> **DIRECTIONS**: Omit the images and retype the records verbatim.

(Items from a data source)
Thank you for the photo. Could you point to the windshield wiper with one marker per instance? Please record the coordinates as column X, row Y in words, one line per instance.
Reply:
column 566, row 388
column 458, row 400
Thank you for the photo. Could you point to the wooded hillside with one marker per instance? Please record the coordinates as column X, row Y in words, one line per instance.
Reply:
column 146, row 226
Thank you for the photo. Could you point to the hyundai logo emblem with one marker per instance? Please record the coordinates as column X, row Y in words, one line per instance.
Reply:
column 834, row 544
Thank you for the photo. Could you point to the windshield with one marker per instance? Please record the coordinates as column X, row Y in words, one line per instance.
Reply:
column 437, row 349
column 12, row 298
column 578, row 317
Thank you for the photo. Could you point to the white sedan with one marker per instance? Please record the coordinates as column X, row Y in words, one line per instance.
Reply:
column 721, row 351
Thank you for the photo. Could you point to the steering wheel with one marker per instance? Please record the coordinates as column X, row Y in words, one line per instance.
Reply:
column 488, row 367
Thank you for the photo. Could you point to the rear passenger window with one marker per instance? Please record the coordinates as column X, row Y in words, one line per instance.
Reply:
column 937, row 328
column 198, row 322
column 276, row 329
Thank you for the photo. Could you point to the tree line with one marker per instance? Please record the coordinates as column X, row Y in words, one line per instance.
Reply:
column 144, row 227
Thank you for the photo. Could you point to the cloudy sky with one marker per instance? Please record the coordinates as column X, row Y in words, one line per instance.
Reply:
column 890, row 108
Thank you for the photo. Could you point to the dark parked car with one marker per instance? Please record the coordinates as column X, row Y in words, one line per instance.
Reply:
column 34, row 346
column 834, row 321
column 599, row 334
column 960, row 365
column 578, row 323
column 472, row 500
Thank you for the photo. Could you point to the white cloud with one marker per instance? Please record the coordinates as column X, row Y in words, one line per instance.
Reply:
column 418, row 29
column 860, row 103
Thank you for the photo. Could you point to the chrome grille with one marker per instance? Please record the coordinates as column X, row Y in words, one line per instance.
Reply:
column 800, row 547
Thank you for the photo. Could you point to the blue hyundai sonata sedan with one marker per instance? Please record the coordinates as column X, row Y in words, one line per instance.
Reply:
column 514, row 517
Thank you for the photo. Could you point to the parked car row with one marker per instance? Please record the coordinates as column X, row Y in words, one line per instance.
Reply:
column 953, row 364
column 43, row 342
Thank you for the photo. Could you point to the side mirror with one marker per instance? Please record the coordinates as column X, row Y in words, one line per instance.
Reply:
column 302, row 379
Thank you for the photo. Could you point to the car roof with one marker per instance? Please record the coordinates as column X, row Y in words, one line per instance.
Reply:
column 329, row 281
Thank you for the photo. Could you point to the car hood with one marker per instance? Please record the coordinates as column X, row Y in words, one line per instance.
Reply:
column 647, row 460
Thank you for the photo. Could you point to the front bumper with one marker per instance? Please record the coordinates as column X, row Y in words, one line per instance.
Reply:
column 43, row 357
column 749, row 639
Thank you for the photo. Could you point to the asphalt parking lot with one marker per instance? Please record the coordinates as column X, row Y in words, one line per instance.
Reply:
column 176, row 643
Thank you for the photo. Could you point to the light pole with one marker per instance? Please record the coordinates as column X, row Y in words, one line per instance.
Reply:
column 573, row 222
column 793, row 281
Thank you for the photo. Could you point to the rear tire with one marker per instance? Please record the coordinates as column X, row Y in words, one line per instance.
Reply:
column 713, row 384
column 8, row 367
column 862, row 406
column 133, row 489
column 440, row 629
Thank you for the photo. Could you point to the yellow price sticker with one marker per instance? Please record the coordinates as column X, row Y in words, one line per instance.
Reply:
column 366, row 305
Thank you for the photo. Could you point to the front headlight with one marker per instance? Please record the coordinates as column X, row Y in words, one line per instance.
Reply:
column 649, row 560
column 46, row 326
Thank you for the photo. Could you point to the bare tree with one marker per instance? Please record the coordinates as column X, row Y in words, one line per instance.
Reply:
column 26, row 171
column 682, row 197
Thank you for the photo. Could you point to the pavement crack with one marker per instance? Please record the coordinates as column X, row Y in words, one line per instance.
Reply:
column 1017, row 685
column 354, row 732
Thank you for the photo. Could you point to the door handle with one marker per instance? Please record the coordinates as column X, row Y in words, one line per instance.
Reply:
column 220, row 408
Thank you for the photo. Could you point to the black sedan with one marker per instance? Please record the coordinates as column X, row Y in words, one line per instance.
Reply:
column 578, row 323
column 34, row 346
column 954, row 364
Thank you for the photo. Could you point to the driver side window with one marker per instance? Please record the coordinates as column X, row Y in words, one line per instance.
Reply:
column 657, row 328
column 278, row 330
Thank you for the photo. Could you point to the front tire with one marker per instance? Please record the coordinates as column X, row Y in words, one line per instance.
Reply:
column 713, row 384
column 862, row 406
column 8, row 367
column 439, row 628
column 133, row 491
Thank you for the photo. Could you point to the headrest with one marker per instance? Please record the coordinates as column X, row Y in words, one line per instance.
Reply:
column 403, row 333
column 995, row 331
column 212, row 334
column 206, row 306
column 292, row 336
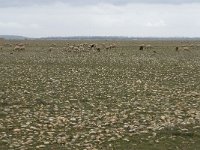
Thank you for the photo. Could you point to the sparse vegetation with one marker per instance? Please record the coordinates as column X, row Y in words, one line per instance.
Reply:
column 115, row 98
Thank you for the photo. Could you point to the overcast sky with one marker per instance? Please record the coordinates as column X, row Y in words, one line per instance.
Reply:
column 141, row 18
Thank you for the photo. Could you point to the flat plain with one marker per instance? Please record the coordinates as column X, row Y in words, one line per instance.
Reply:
column 111, row 96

> **WRITTEN REPLY**:
Thank you for the photo. Could you point to the windshield wiper with one marker per instance? Please record the coordinates as column X, row Y in words, one line per instance.
Reply:
column 566, row 388
column 458, row 400
Thank you for the photo. Could you point to the wooded hillside with one marker per instance? Please record the coordinates as column X, row Y in words, one line per instance.
Reply:
column 146, row 226
Thank you for the photo. Could you point to the hyundai logo emblem with one marker per instance? Please record the coordinates as column X, row Y in words, one line per instance.
Reply:
column 834, row 544
Thank you for the photo. Could you point to the windshield with one marker per instance? Please record the coordinates as column X, row Y in words, one line per instance.
Reply:
column 437, row 349
column 12, row 298
column 578, row 317
Thank you for the photo. Could you point to the white sedan with one marker per instance? Please record the coordinates as column X, row Y in words, one line per instance.
Reply:
column 721, row 351
Thank you for the photo. Could you point to the steering wheel with one marker per instance? Please record the coordinates as column X, row Y in words, one line per instance.
Reply:
column 488, row 367
Thank you for the photo. Could you point to the rear passenger window with one marker per instance? Please record the coordinates as column X, row Y in words, one line per instance.
Reply:
column 937, row 328
column 198, row 322
column 276, row 329
Thank you for the photo. Could you point to the tree line with one marker per instance? Please record the coordinates as column X, row Y in words, one line per instance.
Reply:
column 144, row 227
Thank you for the photo. Could you point to the cloudy sky with one marker per instance? Please record the coordinates as column X, row Y in words, one line per instance.
Reply:
column 890, row 108
Thank you for the photo. Could you point to the dark parked car with one marker per instance? Please record the coordinates as column X, row Y in words, one line per instance.
Reply:
column 34, row 346
column 834, row 321
column 599, row 334
column 960, row 365
column 578, row 323
column 472, row 500
Thank you for the photo. Could you point to the white cloud with one marker per instance? Please record the coordinates as column X, row Y in words, one line per instance.
Reply:
column 418, row 29
column 860, row 103
Thank you for the photo. Could you point to the chrome grille with one marker per instance? Please record the coordinates as column X, row Y in words, one line per instance.
Reply:
column 800, row 547
Thank you for the photo. Could you point to the blue hyundai sonata sedan with one marker per instance? Please record the coordinates as column X, row Y in words, one line per instance.
Reply:
column 514, row 517
Thank you for the photo. Could you point to the parked car row with one marker per instance? Please record the coordinates as column X, row Y in words, one line per instance.
Reply:
column 953, row 364
column 43, row 342
Thank you for the photo. Could you point to the side mirror with one marker per instance? Please record the coordinates as column X, row Y in words, one line per instance.
Reply:
column 302, row 379
Thank you for the photo. Could you point to the car roof with one marker per instance? Please record the coordinates as column X, row Y in words, one line per instance.
Reply:
column 329, row 281
Thank you for the photo. Could you point to the car hood with one marker per instance? Please record the coordinates as column X, row Y in words, one line per instance.
Reply:
column 647, row 460
Thank you for the photo. Could you point to the front bumper with one marker per instance? Please record the coordinates as column X, row Y in words, one line per instance.
Reply:
column 43, row 357
column 749, row 639
Thank you for the photo. Could you point to the asphalt parking lot with one marker per instance? Please record the coordinates as column X, row Y in words, one line per instance.
Reply:
column 176, row 643
Thank you for the photo. Could you point to the light pole with one marker per instance? Please record the coordinates as column X, row Y in words, one line per instance.
Reply:
column 573, row 222
column 793, row 281
Thank you for the photo. Could you point to the rear tire with one marker per instance? Please record the coordinates as column X, row Y in words, one line per instance.
Reply:
column 713, row 384
column 8, row 367
column 862, row 406
column 133, row 489
column 440, row 629
Thank you for the photo. Could you point to the yellow price sticker with one marker per instance? Please record the coordinates as column X, row Y in words, one line per instance.
Reply:
column 366, row 305
Thank you for the photo. Could you point to the front headlight with one marker per instance? Please record the coordinates as column X, row Y in words, one line per instance.
Reply:
column 649, row 560
column 46, row 326
Thank you for the photo. Could you point to the bare tree with one marker per instance? Please record the coordinates as column X, row Y in words, one line per instance.
Reply:
column 26, row 171
column 682, row 197
Thank you for the photo. Could you point to the pavement crack with one marker per instance? Please record the coordinates as column X, row Y in words, one line per instance.
Reply:
column 1017, row 685
column 354, row 732
Thank you for the photo. Could you point to the door handle with one marker per instance? Please record the coordinates as column X, row Y in words, one line per instance.
Reply:
column 220, row 408
Thank you for the photo. Could you point to the black sedan with one marker per instance? Please record the coordinates as column X, row Y in words, one line per instance.
Reply:
column 578, row 323
column 34, row 346
column 954, row 364
Thank you for the photo. Could you point to the driver side window with one marker per instance? Please record the coordinates as column X, row Y in words, one line per instance.
Reply:
column 657, row 328
column 278, row 330
Thank you for the photo. Could you point to the front tire with one marker per instance? Please record the coordinates as column X, row Y in words, one line per instance.
Reply:
column 713, row 384
column 862, row 406
column 8, row 367
column 439, row 628
column 133, row 491
Thank you for the photo. Could you point to the headrest with one marker per instance? Please record the coordinates as column X, row Y in words, one line per instance.
Reply:
column 403, row 333
column 995, row 331
column 212, row 334
column 206, row 306
column 292, row 336
Thank you for the photo. Could you point to the sparse vegetation with one marker per instance? Please record the coordinates as column X, row Y in words, one line per instance.
Reply:
column 115, row 98
Thank you for the photo. Could you point to the overcast sky with one marker per instance? Please record the coordinates as column X, row Y in words, one line per instance.
Reply:
column 141, row 18
Thank you for the photo. Could you point to the flat plain with one marker per instance? Please record the coordinates as column X, row Y in words, one line per instance.
Reply:
column 111, row 96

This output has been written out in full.